Each line of the listing below containing the word "scouting" should be returned.

== Segment start ==

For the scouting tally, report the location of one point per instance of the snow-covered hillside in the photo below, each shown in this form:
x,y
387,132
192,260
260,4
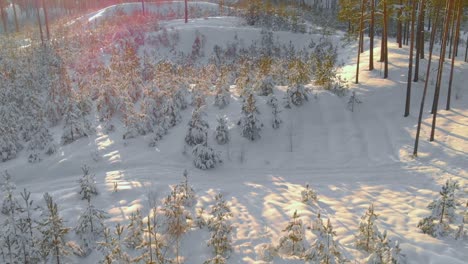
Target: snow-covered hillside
x,y
350,158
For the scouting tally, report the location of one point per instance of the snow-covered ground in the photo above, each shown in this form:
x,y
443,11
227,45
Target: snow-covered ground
x,y
351,159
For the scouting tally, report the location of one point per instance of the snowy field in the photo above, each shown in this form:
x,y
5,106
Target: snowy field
x,y
351,159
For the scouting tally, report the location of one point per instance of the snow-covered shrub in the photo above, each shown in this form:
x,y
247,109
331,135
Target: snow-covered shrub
x,y
250,125
292,243
220,228
87,184
296,94
112,247
205,157
368,231
266,252
442,212
90,226
264,86
198,128
222,131
134,236
308,195
385,252
324,248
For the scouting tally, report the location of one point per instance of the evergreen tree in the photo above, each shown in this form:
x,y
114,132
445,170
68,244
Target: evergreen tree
x,y
273,102
53,233
87,184
292,243
222,131
205,157
198,128
134,236
249,123
90,226
324,248
368,231
442,212
76,124
218,224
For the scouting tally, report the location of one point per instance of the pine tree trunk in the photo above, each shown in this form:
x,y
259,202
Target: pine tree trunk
x,y
15,16
410,65
419,39
361,25
371,36
455,43
435,103
186,12
46,19
385,22
426,82
4,21
400,26
39,22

== Segment end ==

ANSWER TO THIS PROBLEM
For the scouting tally, report the location of one point per instance of the snow-covered hillside in the photo below, each shown in this form:
For the scouting tally, report the location of one point per instance of the snow-covered ground in the photo above, each shown in this form:
For the scouting tally, report the location of one point per instance of the snowy field in the photo above, each shown in this form:
For the scouting tally, report the location of one point per instance of the snow-covered shrub in the photo above, each shown in this form:
For the scouting tally, report the location of one point per instance of the evergreen tree in the photo above, each shown in this form:
For the scouting tally, report the location of one point per instance of the pine tree trunk in the photo above, each shown in this form:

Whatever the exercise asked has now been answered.